### Required work
Pull out each line below that contains the word "panel". Treat uppercase and lowercase as different.

### Entries from an annotation dataset
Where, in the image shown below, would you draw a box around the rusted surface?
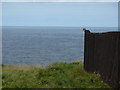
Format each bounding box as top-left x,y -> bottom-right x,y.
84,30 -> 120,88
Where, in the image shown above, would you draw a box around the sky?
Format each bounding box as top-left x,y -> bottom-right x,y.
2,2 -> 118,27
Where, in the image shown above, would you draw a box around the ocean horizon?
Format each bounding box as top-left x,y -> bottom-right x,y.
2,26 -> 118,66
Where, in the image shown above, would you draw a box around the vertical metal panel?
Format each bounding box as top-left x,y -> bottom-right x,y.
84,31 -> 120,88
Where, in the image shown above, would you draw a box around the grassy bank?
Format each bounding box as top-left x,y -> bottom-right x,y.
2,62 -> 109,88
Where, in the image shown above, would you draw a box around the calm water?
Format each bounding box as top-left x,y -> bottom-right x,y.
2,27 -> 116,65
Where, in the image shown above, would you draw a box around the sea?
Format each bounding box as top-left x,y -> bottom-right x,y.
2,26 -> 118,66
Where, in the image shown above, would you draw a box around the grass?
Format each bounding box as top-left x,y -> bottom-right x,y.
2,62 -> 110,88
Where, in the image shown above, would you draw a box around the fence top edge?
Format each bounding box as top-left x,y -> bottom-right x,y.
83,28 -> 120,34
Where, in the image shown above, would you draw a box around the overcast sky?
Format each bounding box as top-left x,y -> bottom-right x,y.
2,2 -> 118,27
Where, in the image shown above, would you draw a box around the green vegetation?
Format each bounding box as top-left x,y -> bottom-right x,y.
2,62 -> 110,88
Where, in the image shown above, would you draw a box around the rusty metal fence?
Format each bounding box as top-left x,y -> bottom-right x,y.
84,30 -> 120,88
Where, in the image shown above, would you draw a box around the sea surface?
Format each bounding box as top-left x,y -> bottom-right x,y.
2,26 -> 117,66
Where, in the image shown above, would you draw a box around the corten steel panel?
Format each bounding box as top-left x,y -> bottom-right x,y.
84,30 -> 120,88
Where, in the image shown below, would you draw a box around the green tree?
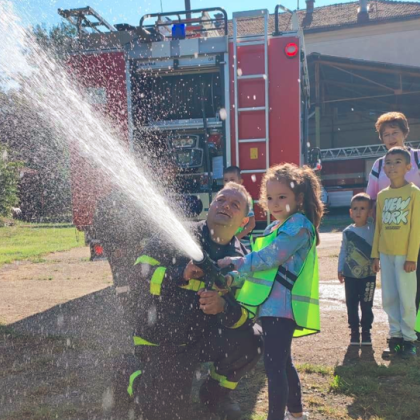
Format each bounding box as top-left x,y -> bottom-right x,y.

### Result of the exercise
Where, in the image shown above, would you draw a box around the vertical metal panel?
Where, in the image shown above, would you draw a box around the corten steel panel?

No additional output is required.